節選原文
-----

《遊褒禪山記》賞析

該文是王安石在辭職回家的歸途中遊覽了褒禪山後,以追憶形式寫下的一篇遊記。該篇遊記因事見理,夾敘夾議,其中闡述的諸多思想,不僅在當時難能可貴,在當今社會也具有極其深遠的現實意義。

這是一篇記述與議論相結合的散文,與一般遊記不同,獨具特色。全文按照記敘和議論的層次,可分五段。

從篇首至“蓋音謬也”。記述褒禪山命名的由來。文章開頭緊扣題目,開門見山地先說明褒禪山又叫華山之後,接著追述之所以命名為褒禪山,是因為唐朝有一個名叫慧褒的和尚,一開始住在華山之下,死後又葬在華山之下,所以叫做褒禪。作者由遠及近,當追溯了褒禪山命名的由來之後,就把筆墨轉向眼前所見的慧空禪院上來。說明如今看到的慧空禪院,就是當年慧褒禪師居住的房舍和墳墓之所在。因為這畢竟是一篇遊記,所以當寫到慧空禪院之後,便以它為基點,重點突出地來記敘褒禪山的名勝華山洞。

“距其院東五裏,所謂華山洞者,以其乃華山之陽名之也”。這三句,說明華山洞的方位及其命名的由來。接著又寫距華山洞百餘步倒在路旁的石碑,以及碑文的情況。“其文漫滅”一句,從字麵上來看,是說由於年代久遠,字跡已經模糊不清。其實,也是為了突出其中尚可辨識的“花山”二字。之所以要突出“花山”二字,在於糾正今人把“花山”之“花”誤讀為“華實”之“華”的錯誤。之所以要糾正今人讀音的錯誤,又旨在為下文發表感想和議論設下張本。

從“其下平曠,有泉側出”至“而不得極夫遊之樂也”。記敘遊覽褒禪山後洞的情形。這段承接第1段華山洞的方位和命名,進一步分別就華山洞的前洞和後洞加以敘寫。前洞,“其下平曠,有泉側出”,雖有美景而不險絕,“而記遊者甚眾”,不足以遊,所以一筆帶過。而後洞與前洞相比,則迥然不同,它不像前洞那樣平坦廣闊,遊人舉足可到,而在“由山以上五六裏”的幽深之處,需要花費氣力才能到達,而且“入之甚寒”,所以即使喜歡遊覽的人,也不能窮盡它的盡頭。然而惟其險絕,才有奇觀。因而便引起了作者與同遊者的極大興趣。於是他們拿著火把走了進去,走得越深,行進越艱難,而所看到的景物也就越加美妙。可是行進的艱難與景物的美妙形成了矛盾,所以同遊者之中有倦怠而想出來的人說:“不出去,火把就要燒光了。”這麽一說,大家就隨著他一起走了出來。

-----

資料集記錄
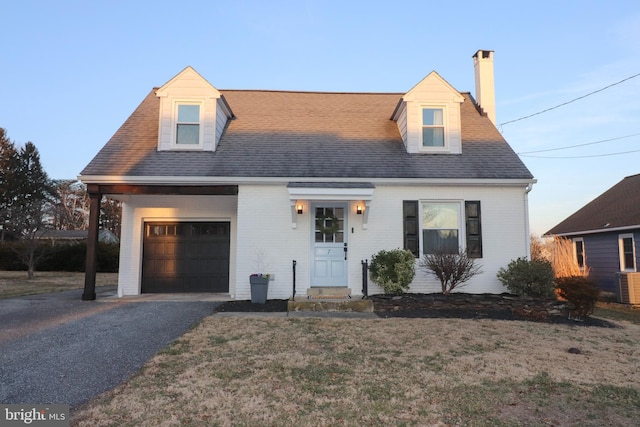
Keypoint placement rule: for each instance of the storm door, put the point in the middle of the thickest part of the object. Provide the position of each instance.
(329, 245)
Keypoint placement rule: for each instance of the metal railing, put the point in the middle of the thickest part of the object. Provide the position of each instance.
(365, 278)
(294, 279)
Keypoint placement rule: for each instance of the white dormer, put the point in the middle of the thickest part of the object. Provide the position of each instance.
(193, 113)
(428, 117)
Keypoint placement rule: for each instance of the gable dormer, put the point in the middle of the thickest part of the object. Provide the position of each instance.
(193, 113)
(428, 117)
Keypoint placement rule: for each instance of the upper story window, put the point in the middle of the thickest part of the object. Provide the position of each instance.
(188, 124)
(433, 127)
(626, 245)
(578, 249)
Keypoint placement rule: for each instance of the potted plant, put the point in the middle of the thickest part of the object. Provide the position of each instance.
(259, 287)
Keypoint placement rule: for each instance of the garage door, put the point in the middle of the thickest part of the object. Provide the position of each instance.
(186, 257)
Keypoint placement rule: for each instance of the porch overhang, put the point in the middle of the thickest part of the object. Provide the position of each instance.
(334, 191)
(96, 191)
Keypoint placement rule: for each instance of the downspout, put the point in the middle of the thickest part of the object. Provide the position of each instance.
(527, 230)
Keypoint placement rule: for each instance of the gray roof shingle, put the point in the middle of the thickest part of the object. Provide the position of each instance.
(617, 207)
(307, 135)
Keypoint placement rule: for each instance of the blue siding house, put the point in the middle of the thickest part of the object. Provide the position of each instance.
(604, 233)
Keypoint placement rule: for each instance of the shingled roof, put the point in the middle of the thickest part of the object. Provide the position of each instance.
(618, 207)
(307, 135)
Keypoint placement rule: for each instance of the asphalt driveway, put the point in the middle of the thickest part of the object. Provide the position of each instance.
(55, 348)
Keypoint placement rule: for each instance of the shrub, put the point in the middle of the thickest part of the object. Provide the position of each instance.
(581, 294)
(528, 278)
(452, 269)
(393, 270)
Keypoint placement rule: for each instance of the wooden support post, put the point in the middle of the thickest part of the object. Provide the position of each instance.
(92, 248)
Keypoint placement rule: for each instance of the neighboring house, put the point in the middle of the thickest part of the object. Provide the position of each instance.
(604, 233)
(74, 236)
(219, 184)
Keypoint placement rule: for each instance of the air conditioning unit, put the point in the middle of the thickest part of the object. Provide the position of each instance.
(629, 288)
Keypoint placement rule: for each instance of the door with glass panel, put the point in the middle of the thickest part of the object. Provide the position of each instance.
(330, 250)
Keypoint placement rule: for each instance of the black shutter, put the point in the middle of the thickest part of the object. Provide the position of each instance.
(474, 229)
(410, 226)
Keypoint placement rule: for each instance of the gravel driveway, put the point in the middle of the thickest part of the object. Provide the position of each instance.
(55, 348)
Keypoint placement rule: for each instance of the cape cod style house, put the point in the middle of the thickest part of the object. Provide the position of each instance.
(219, 184)
(604, 233)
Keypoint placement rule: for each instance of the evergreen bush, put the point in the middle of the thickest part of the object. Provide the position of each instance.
(580, 292)
(528, 278)
(393, 270)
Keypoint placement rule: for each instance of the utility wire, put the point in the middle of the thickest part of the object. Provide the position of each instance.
(578, 145)
(569, 102)
(581, 157)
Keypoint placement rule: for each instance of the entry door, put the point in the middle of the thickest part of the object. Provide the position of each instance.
(329, 246)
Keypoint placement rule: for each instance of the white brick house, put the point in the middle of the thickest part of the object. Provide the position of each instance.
(219, 184)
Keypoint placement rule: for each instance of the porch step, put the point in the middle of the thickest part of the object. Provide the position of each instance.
(328, 292)
(343, 305)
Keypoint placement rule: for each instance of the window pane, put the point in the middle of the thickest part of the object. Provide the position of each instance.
(440, 215)
(188, 134)
(627, 249)
(440, 240)
(433, 137)
(432, 117)
(188, 113)
(579, 253)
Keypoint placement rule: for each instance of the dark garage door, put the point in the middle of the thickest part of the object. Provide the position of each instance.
(186, 257)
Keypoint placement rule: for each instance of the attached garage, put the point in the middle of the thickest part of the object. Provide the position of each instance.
(186, 257)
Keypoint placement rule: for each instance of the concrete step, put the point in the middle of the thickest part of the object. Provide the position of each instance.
(329, 292)
(342, 305)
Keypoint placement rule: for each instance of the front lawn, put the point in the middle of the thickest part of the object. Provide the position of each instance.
(323, 371)
(16, 283)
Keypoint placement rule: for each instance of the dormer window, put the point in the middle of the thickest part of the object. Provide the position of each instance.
(433, 127)
(188, 124)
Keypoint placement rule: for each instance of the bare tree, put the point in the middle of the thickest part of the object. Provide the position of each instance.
(453, 269)
(69, 209)
(111, 215)
(31, 189)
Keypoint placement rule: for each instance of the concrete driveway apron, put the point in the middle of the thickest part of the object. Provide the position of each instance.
(55, 348)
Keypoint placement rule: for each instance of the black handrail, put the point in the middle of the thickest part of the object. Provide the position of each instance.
(294, 279)
(365, 278)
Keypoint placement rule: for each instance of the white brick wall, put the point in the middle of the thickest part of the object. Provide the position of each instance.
(264, 241)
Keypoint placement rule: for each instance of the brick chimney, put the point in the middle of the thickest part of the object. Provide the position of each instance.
(485, 87)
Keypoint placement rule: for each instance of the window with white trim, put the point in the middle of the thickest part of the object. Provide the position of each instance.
(433, 132)
(440, 227)
(578, 251)
(188, 124)
(627, 247)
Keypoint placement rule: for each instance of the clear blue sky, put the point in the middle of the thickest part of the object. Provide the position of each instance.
(71, 72)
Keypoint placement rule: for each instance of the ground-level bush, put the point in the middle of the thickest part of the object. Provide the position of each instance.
(393, 270)
(528, 278)
(580, 292)
(453, 270)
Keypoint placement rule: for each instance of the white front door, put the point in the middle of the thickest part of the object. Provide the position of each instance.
(329, 246)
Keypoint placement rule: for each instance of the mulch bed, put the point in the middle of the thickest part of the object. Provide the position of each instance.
(454, 306)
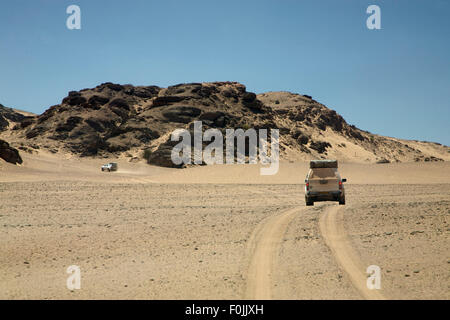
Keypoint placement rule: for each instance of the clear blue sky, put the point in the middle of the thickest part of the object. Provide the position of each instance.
(394, 81)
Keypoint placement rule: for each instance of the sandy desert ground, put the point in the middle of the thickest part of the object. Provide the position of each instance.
(221, 232)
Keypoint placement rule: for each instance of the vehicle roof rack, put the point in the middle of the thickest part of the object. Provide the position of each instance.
(323, 164)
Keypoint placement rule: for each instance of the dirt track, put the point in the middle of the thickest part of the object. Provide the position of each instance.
(133, 238)
(332, 229)
(264, 245)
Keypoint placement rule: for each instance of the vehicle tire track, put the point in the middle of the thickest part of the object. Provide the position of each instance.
(263, 247)
(332, 229)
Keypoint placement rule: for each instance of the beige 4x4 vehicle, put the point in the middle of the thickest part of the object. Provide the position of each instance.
(323, 182)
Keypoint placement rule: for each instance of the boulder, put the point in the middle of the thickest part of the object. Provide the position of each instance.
(183, 114)
(9, 154)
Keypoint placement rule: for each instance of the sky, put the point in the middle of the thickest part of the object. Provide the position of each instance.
(394, 81)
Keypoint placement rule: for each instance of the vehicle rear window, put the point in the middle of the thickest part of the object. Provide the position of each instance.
(323, 173)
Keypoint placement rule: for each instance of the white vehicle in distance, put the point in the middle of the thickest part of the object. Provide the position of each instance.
(112, 166)
(324, 183)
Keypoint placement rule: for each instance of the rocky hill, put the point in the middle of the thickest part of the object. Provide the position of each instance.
(130, 121)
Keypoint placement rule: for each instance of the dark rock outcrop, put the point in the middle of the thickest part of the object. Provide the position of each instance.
(9, 154)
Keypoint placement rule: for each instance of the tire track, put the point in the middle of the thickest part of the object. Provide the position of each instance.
(332, 229)
(263, 247)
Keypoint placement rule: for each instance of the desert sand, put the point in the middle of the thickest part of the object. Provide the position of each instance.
(220, 232)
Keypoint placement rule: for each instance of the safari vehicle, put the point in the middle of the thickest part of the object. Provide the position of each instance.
(112, 166)
(324, 183)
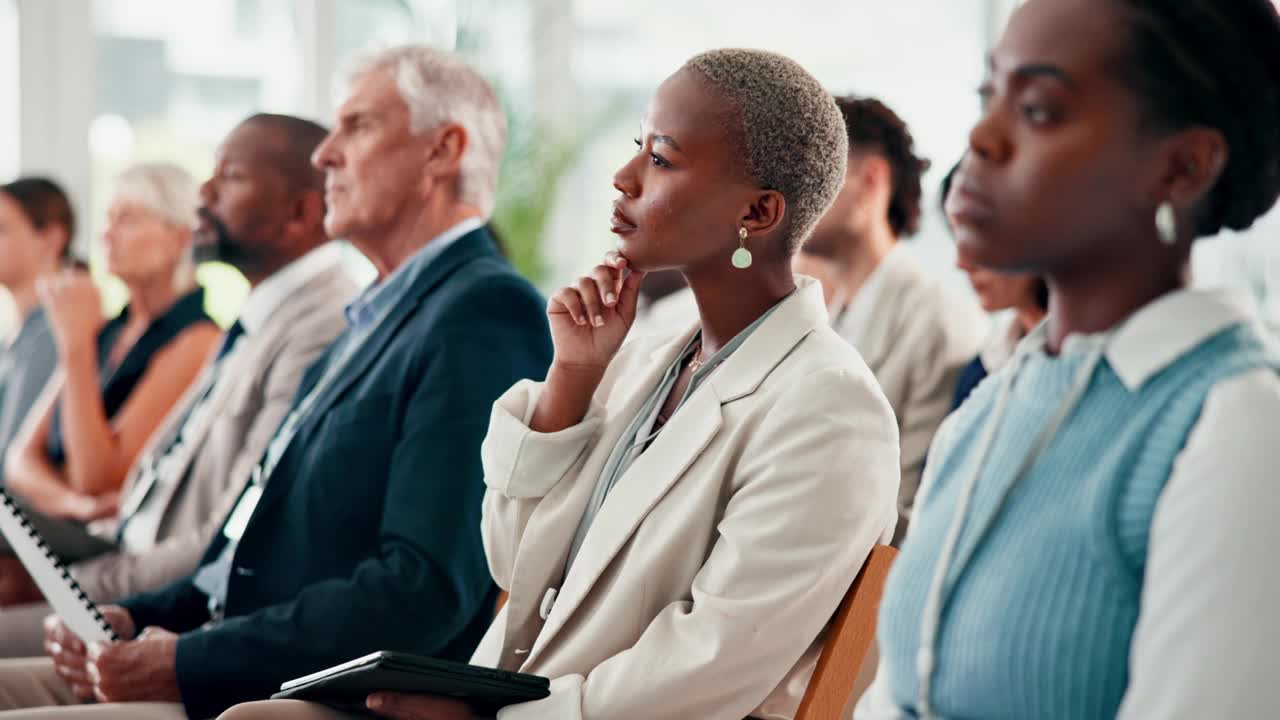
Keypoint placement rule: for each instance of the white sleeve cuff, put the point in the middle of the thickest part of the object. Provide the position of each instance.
(563, 703)
(522, 464)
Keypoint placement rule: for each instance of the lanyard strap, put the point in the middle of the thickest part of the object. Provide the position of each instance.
(926, 660)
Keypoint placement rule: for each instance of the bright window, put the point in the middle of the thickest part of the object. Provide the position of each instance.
(10, 142)
(172, 80)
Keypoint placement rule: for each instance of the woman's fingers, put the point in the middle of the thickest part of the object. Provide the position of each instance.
(592, 301)
(607, 283)
(570, 300)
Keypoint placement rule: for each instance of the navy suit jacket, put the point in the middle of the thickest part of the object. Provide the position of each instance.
(368, 533)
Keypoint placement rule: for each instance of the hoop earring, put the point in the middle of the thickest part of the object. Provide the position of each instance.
(741, 256)
(1166, 223)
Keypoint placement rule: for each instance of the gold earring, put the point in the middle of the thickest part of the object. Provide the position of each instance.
(741, 256)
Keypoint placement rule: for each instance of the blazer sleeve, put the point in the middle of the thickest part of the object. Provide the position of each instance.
(521, 466)
(429, 579)
(809, 501)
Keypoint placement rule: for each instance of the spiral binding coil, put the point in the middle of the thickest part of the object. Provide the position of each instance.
(58, 564)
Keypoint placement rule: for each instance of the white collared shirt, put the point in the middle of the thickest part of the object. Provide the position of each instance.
(1207, 633)
(274, 291)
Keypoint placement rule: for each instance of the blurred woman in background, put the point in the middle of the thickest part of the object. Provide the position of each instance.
(36, 229)
(118, 381)
(1027, 296)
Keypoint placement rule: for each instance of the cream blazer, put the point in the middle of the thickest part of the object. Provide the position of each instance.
(716, 563)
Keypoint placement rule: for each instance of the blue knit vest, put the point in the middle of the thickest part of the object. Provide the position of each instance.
(1040, 611)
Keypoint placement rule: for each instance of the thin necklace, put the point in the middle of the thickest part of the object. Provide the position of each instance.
(695, 363)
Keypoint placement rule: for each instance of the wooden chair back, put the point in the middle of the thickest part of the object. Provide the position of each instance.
(849, 639)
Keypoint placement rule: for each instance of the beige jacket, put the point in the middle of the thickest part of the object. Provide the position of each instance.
(254, 392)
(917, 337)
(720, 556)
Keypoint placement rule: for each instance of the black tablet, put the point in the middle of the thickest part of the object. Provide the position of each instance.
(347, 686)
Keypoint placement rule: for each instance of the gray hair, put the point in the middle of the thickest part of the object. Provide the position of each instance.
(792, 133)
(440, 89)
(163, 188)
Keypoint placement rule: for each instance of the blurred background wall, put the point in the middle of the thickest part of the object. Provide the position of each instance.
(91, 86)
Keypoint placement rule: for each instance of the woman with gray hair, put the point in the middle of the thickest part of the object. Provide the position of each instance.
(118, 379)
(677, 518)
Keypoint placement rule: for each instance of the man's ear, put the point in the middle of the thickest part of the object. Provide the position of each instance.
(444, 151)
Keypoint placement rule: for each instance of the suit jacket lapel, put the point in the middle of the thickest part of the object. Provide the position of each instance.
(300, 305)
(472, 245)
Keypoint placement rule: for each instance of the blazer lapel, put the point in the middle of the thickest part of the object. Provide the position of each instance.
(554, 520)
(638, 491)
(247, 358)
(469, 247)
(676, 449)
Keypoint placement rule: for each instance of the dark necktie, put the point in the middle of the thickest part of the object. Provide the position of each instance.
(233, 333)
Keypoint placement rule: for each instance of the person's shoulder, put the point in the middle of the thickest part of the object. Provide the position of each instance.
(489, 277)
(824, 368)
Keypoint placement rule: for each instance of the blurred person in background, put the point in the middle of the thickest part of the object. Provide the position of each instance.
(912, 331)
(117, 381)
(360, 527)
(1024, 296)
(263, 213)
(36, 229)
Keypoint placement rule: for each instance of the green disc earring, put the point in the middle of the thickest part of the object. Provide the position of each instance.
(741, 256)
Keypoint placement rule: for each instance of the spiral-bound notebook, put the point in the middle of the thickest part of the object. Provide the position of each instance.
(51, 577)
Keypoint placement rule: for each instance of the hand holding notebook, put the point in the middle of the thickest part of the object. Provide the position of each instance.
(396, 674)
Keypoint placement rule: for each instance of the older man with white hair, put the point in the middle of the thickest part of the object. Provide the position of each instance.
(360, 528)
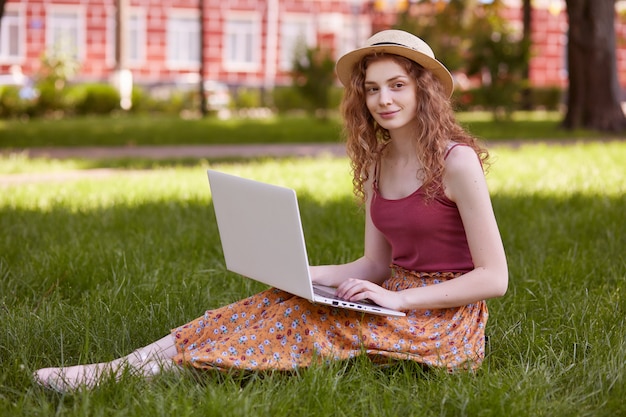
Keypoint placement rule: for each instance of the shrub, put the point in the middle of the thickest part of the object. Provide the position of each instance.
(98, 99)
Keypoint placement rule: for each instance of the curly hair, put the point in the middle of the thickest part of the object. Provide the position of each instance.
(366, 139)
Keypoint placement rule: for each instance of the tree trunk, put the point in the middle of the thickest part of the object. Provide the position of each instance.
(527, 36)
(594, 91)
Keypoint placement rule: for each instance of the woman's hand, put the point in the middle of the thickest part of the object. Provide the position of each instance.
(358, 290)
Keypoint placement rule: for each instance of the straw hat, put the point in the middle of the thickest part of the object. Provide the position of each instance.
(401, 43)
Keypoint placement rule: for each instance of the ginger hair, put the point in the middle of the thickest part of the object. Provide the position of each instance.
(365, 139)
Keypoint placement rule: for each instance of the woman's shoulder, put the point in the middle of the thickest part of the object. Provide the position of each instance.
(460, 155)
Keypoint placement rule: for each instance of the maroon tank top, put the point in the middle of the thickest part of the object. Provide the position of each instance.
(425, 236)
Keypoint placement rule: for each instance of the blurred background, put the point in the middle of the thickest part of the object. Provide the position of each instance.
(254, 58)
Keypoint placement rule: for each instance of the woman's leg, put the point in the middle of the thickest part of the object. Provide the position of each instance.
(146, 361)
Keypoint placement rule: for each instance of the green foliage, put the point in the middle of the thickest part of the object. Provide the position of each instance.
(91, 269)
(476, 40)
(98, 99)
(12, 104)
(247, 98)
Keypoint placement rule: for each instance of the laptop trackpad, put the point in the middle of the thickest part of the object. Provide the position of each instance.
(329, 292)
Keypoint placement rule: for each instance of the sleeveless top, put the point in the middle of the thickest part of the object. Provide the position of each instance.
(425, 236)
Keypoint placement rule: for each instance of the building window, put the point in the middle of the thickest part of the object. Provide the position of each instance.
(135, 39)
(183, 41)
(242, 44)
(11, 37)
(65, 35)
(295, 32)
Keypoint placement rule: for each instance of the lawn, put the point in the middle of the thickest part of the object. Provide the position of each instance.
(168, 130)
(92, 268)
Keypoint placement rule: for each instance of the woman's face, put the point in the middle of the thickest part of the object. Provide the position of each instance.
(390, 95)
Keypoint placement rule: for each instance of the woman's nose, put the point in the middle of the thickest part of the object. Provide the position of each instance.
(384, 96)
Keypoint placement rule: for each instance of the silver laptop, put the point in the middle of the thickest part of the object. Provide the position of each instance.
(261, 232)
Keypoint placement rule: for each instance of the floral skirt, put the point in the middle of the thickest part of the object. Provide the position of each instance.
(279, 331)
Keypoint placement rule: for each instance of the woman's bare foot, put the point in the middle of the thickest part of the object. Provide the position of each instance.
(73, 378)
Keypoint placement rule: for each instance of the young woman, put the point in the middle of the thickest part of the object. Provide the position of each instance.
(432, 246)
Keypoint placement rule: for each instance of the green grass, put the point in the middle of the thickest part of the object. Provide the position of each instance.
(92, 268)
(168, 130)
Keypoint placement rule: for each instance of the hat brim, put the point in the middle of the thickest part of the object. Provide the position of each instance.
(346, 63)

-----

題目說明
這篇《遊褒禪山記》賞析沒寫完,請從它最後一句之後接著往下寫。

本題作答
一旦走出洞後,作者卻深有感慨,慨歎自己所到達的地方比起喜歡遊覽的人,還不到十分之一,然而在洞的左右壁上,題字留念的人已經很少了。如果再往深處走,到達的人就更少了。這說明沒有大誌而畏於艱險的人,是不能夠深入險境而窺視到異觀的。因而又回顧自己在洞裏還沒有出來的時候,“餘之力尚足以入,火尚足以明”,是可以繼續前進的,隻是聽了倦怠者的話,隨著走出洞來,而不能極盡遊覽之樂。目的不達,滿腹憾恨之情溢於言表,由此可見作者不畏艱險的積極進取精神。

從“於是餘有歎焉”至“此餘之所得也”。寫未能深入華山後洞所產生的感想和體會。這段開頭“於是餘有歎焉”一句,奠定了全段的基調,為展開議論作了帶有濃厚感情色彩的轉折。行文先從古人的行事說起,而後又回到遊覽風物上來,加以發揮議論。就古人來說,他們觀察天地、山川、草木、蟲魚、鳥獸,往往都有所得,這是因為他們對事物觀察思索得深切,而沒有探索不到的地方。作者稱引古人,是為了借古鑒今。不言而喻,今人行事,要想有所收益,也必須具有古人那種探索的精神。

但事實上,並不是人人都具有這種精神的。就以遊覽風物來說,“夫夷以近,則遊者眾;險以遠,則至者少”。這種現象,就正是缺乏探索精神的表現。而天下的奇異雄偉、異乎尋常的景物,又常常在險遠之處,人們卻又很少能夠到達,那也就不可能看到奇景異觀了。那麽怎樣才能看到奇景異觀呢?作者進而又從三個方麵加以論說。一是“非有誌者不能至也”。這裏強調了一個“誌”字。隻有胸懷大誌,才有可能到達理想的境地。二是有了大誌,不隨隨便便地止足不前,“然力不足者,亦不能至也”。這裏又強調了一個“力”字。這個“力”,是指氣力。如果氣力不足,像“有怠而欲出者”那樣,也是不能到達理想境地的。三是有了大誌和氣力,而又不輕易地倦怠,“至於幽暗昏惑而無物以相之,亦不能至也”。這裏又強調了一個“物”字。這裏所說的“物”,是指火把之類的借助之物。當遊覽者走進昏暗之處的時候,如果不借助火把之類的物來照亮前進的道路,也是不能到達理想境地的。

總之,隻有具備誌、力與相助之物這三個條件,才能到達理想的境地。這是就正麵來說。反過來說,氣力可以達到而又未能達到,這對別人來說是非常可笑的,對自己來說是很可悔恨的。如果竭盡了自己的誌氣,也仍然達不到,也就沒有什麽可悔恨的了。這樣,誰還能譏笑他呢?作者從正反兩方麵把道理說得清清楚楚。這就是作者遊覽華山後洞之後的心得和體會。這個心得和體會,是十分深刻的,它的客觀意義卻遠遠超過了遊覽,而可以用之於從事一切事情。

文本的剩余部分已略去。